— BEGIN Records for the task —

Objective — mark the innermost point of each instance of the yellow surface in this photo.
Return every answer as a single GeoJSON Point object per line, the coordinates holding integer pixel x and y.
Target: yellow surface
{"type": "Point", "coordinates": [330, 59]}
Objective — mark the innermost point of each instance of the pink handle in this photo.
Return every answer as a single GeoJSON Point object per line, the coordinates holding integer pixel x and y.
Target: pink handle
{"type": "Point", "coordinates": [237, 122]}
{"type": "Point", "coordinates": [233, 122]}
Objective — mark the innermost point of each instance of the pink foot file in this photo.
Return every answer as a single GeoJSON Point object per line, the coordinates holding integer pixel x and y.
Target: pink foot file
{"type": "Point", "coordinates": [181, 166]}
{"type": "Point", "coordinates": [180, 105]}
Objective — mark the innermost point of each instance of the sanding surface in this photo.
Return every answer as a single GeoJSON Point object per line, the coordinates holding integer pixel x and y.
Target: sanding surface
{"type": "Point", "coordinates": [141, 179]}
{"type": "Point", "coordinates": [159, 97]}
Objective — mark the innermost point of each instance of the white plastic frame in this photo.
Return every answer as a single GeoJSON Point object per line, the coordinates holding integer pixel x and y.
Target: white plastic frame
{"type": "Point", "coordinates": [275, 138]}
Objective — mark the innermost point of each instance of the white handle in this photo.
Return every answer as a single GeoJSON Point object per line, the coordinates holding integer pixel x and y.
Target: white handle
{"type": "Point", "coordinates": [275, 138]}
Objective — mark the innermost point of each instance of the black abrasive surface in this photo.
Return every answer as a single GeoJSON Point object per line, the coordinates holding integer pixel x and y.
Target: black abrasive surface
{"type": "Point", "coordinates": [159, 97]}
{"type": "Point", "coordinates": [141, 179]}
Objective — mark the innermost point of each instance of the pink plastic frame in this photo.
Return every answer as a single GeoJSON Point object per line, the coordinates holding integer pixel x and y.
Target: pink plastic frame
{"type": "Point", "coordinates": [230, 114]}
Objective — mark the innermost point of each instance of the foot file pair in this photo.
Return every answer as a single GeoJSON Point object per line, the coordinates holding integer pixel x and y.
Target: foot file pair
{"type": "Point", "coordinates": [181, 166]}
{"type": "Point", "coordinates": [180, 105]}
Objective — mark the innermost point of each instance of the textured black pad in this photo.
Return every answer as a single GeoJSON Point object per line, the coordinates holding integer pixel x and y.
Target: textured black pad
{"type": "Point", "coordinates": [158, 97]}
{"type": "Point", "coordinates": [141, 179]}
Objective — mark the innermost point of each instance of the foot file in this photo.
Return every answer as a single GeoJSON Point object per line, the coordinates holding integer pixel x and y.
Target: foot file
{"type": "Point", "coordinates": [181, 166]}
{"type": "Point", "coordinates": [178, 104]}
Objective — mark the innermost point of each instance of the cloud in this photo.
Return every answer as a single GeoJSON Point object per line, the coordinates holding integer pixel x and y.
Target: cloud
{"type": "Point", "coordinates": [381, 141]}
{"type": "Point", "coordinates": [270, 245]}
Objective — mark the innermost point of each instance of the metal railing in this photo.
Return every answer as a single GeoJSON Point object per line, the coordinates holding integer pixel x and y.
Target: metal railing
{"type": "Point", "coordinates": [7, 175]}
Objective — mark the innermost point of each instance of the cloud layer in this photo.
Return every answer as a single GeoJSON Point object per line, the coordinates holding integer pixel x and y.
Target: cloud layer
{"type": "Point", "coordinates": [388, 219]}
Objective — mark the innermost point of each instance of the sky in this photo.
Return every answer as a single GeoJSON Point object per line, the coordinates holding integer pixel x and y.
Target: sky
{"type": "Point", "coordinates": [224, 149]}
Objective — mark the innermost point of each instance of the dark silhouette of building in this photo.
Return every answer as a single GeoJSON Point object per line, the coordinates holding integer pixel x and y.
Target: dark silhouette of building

— END Records for the task —

Given request :: Print back all the lines verbatim.

Finished exercise ::
Objective — mark the innermost point of each instance of the yellow surface in this photo.
Return every answer as a single GeoJSON Point object per line, the coordinates holding integer pixel x and y.
Target: yellow surface
{"type": "Point", "coordinates": [330, 59]}
Objective — mark the innermost point of each instance of the pink handle in this photo.
Return every answer as a single GeoJSON Point object per line, the coordinates holding integer pixel x and y.
Target: pink handle
{"type": "Point", "coordinates": [237, 122]}
{"type": "Point", "coordinates": [233, 122]}
Objective — mark the innermost point of each instance of the pink foot file in this photo.
Return every answer as a single GeoJSON Point object per line, the coordinates holding integer pixel x and y.
Target: pink foot file
{"type": "Point", "coordinates": [181, 166]}
{"type": "Point", "coordinates": [180, 105]}
Objective — mark the innermost point of each instance of the sanding surface in this photo.
Return every answer as a single GeoJSON Point object per line, the coordinates holding integer pixel x and y.
Target: sanding surface
{"type": "Point", "coordinates": [141, 179]}
{"type": "Point", "coordinates": [159, 97]}
Objective — mark the innermost point of each instance of the white plastic frame in this photo.
Return every answer as a single GeoJSON Point object per line, the coordinates holding integer pixel x and y.
Target: white plastic frame
{"type": "Point", "coordinates": [275, 138]}
Objective — mark the innermost point of each instance of the white handle in this photo.
Return every answer as a single GeoJSON Point object per line, the coordinates holding integer pixel x and y.
Target: white handle
{"type": "Point", "coordinates": [275, 138]}
Objective — mark the innermost point of each instance of the black abrasive surface in this photo.
Return every answer as a single GeoJSON Point object per line, the coordinates holding integer pixel x and y.
Target: black abrasive surface
{"type": "Point", "coordinates": [159, 97]}
{"type": "Point", "coordinates": [141, 179]}
Objective — mark the innermost point of each instance of the pink plastic frame in this photo.
Return every answer as a single GeoJSON Point object per line, the coordinates holding integer pixel x and y.
Target: pink plastic frame
{"type": "Point", "coordinates": [230, 114]}
Objective — mark the innermost point of each instance of the foot file pair in this photo.
Return every answer as a single GeoJSON Point object per line, the coordinates holding integer pixel x and y.
Target: foot file pair
{"type": "Point", "coordinates": [181, 166]}
{"type": "Point", "coordinates": [180, 105]}
Objective — mark the innermost point of each instance of the textured black pad in this photo.
Return every answer as a single GeoJSON Point object per line, the coordinates holding integer pixel x and y.
Target: textured black pad
{"type": "Point", "coordinates": [158, 97]}
{"type": "Point", "coordinates": [141, 179]}
Objective — mark the innermost point of each instance of the foot file in this photo.
Return every answer as a single GeoJSON Point object per line, the coordinates holding integer pixel x and y.
Target: foot file
{"type": "Point", "coordinates": [181, 166]}
{"type": "Point", "coordinates": [178, 104]}
Objective — mark the innermost point of each instance of the cloud in this photo.
Return every answer as a single GeoJSON Point object per line, the coordinates holding integer pixel x and y.
Target: cloud
{"type": "Point", "coordinates": [381, 141]}
{"type": "Point", "coordinates": [270, 245]}
Objective — mark the innermost point of each instance of the metal railing in this photo.
Return every answer as a single GeoJSON Point object per line, the coordinates holding integer pixel x and y.
Target: metal railing
{"type": "Point", "coordinates": [7, 175]}
Objective — mark the innermost point of each instance of the cloud layer in this photo.
Return every answer as a single GeoJSON Point object per line, the coordinates holding integer pixel x and y.
Target: cloud layer
{"type": "Point", "coordinates": [388, 219]}
Objective — mark the innermost point of each instance of the sky in this photo.
Return every answer as a single GeoJSON Point object per line, the coordinates holding integer pixel x and y.
Target: sky
{"type": "Point", "coordinates": [224, 149]}
Objective — mark the innermost point of each instance of the dark silhouette of building in this photo.
Return every answer as a single GeoJSON Point object per line, the coordinates holding integer pixel x and y.
Target: dark silhouette of building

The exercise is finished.